DODGEVILLE, Wis.—Elizabeth Wiebe often jokes that she--along with the indoor running track, basketball court and Olympic-size swimming pool--came with the onsite health facility at Lands' End.

Ms. Wiebe, senior manager for work-life benefits, started working for the direct merchandiser in 1987 when the health facility was completed at its Dodgeville, Wis., corporate headquarters.

Fresh from graduate school at the nearby University of Wisconsin-Madison, Ms. Wiebe's charge was an expansive one: help develop programs to keep Lands' End's 6,000 employees engaged in wellness activities.

Since then, the company has gained national attention in the workforce health care arena for implementing a diabetes prevention and control program--one of a number of programs at Lands' End that not only help employees but also take a bite out of rising health care costs.

"There is so much published evidence on how to lower people's risk that we made diabetes a corporate target," Ms. Wiebe said of the company's "Living Well with Diabetes" program that relies on healthy diets, exercise and constant onsite support to prevent and control diabetes. "We know that if we can get people's weight down and get them to eat right, we know we can make a difference."

The program began in early 2003 with a companywide employee screening--a voluntary effort with a $50 incentive--that found 20% of those tested were at risk for diabetes.

"That was no different than the rest of the country or the rest of Wisconsin, for that matter," she said.

### Your goal
List every number written in digits in the article on Lands' End's wellness programs.

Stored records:

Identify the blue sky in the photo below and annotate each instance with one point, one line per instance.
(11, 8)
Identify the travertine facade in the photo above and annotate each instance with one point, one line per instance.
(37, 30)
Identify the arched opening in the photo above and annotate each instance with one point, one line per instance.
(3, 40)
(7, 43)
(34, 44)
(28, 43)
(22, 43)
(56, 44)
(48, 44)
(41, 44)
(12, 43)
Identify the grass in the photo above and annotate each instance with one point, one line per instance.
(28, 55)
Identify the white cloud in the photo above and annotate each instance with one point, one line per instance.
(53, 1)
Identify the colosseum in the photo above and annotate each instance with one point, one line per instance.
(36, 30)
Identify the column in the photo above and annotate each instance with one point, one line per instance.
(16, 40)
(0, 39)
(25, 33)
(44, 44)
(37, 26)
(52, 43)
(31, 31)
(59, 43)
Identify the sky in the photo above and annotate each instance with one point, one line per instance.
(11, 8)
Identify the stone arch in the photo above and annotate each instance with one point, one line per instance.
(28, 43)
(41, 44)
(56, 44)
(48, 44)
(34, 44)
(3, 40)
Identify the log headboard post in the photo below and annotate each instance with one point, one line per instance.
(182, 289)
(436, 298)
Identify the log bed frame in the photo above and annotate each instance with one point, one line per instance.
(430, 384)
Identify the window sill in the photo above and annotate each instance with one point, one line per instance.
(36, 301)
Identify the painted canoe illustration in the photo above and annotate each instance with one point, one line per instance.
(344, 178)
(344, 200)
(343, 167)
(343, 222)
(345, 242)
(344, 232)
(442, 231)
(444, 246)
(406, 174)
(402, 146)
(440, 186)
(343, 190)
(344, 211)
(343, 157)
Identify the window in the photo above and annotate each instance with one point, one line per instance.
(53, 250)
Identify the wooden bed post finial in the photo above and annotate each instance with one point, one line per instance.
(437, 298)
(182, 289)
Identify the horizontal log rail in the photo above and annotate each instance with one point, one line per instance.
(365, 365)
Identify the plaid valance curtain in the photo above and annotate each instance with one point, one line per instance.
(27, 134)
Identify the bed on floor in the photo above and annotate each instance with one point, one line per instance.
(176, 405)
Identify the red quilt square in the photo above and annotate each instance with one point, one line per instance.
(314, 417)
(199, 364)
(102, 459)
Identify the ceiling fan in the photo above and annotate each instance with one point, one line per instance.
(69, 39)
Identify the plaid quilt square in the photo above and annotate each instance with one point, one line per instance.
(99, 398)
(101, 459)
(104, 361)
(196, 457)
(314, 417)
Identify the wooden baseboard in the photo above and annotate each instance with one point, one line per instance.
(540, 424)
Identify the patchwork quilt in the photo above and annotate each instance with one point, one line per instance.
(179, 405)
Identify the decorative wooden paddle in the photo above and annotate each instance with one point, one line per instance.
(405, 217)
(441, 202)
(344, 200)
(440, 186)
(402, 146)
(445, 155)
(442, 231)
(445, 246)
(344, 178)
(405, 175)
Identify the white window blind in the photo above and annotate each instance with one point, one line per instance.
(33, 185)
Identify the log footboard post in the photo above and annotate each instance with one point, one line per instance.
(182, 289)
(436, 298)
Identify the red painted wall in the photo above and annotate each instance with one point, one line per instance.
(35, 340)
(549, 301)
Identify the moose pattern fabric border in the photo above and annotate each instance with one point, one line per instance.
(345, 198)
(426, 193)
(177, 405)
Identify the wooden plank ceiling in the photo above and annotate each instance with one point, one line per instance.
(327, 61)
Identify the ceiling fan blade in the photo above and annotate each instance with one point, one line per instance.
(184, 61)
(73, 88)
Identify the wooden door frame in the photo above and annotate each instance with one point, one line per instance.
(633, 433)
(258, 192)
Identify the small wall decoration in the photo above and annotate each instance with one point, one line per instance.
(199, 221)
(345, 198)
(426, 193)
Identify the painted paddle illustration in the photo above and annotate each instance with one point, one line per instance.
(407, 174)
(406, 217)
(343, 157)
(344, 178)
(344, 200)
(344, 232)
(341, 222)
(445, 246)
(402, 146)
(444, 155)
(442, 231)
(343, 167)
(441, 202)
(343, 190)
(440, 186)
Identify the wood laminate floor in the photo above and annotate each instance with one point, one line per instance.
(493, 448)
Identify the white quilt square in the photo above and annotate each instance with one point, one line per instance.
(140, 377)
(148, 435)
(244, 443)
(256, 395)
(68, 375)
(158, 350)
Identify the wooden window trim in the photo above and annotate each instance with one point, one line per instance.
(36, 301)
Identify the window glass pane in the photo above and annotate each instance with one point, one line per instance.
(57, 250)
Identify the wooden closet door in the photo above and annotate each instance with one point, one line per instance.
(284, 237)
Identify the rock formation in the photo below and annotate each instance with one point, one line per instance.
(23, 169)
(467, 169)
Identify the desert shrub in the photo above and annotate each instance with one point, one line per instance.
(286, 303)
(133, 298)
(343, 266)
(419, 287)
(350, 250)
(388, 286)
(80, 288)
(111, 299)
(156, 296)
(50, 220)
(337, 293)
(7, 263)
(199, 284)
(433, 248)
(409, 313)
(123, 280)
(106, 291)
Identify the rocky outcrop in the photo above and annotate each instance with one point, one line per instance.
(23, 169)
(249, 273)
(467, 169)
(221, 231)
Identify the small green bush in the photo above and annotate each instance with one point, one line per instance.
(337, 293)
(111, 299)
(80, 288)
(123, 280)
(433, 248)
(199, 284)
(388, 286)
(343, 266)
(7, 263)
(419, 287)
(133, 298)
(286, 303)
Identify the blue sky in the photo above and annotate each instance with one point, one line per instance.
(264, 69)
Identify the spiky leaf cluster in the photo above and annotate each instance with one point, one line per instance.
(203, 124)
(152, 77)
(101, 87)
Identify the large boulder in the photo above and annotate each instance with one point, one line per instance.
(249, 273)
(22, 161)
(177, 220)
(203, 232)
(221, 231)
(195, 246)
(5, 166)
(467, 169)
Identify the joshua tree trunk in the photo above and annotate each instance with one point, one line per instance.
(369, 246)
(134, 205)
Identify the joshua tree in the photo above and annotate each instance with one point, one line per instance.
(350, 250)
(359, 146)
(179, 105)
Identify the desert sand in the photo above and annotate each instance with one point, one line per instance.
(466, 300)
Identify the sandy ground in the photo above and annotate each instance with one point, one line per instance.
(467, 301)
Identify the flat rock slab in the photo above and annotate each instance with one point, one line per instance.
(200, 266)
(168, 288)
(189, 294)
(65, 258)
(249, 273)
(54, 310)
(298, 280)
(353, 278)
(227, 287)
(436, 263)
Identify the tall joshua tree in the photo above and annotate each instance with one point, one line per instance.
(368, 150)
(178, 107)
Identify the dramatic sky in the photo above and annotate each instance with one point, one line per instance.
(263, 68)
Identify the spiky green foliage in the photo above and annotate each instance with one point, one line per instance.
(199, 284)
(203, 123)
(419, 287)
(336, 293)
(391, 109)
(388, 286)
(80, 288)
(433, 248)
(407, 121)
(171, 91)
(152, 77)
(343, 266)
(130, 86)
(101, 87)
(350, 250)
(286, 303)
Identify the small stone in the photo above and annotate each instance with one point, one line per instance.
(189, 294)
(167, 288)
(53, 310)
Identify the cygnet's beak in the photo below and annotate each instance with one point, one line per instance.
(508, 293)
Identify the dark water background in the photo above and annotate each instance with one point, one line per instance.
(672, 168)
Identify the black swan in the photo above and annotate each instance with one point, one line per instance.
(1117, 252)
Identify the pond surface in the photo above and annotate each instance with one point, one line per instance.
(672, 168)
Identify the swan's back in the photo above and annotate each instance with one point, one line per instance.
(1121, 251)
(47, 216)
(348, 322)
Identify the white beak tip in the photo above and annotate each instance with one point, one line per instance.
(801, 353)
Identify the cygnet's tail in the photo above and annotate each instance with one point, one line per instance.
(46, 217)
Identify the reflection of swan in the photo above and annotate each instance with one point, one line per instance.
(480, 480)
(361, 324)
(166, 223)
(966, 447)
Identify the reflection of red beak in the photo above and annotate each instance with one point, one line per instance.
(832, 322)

### Response area
- 1987
- 6,000
- 2003
- $50
- 20%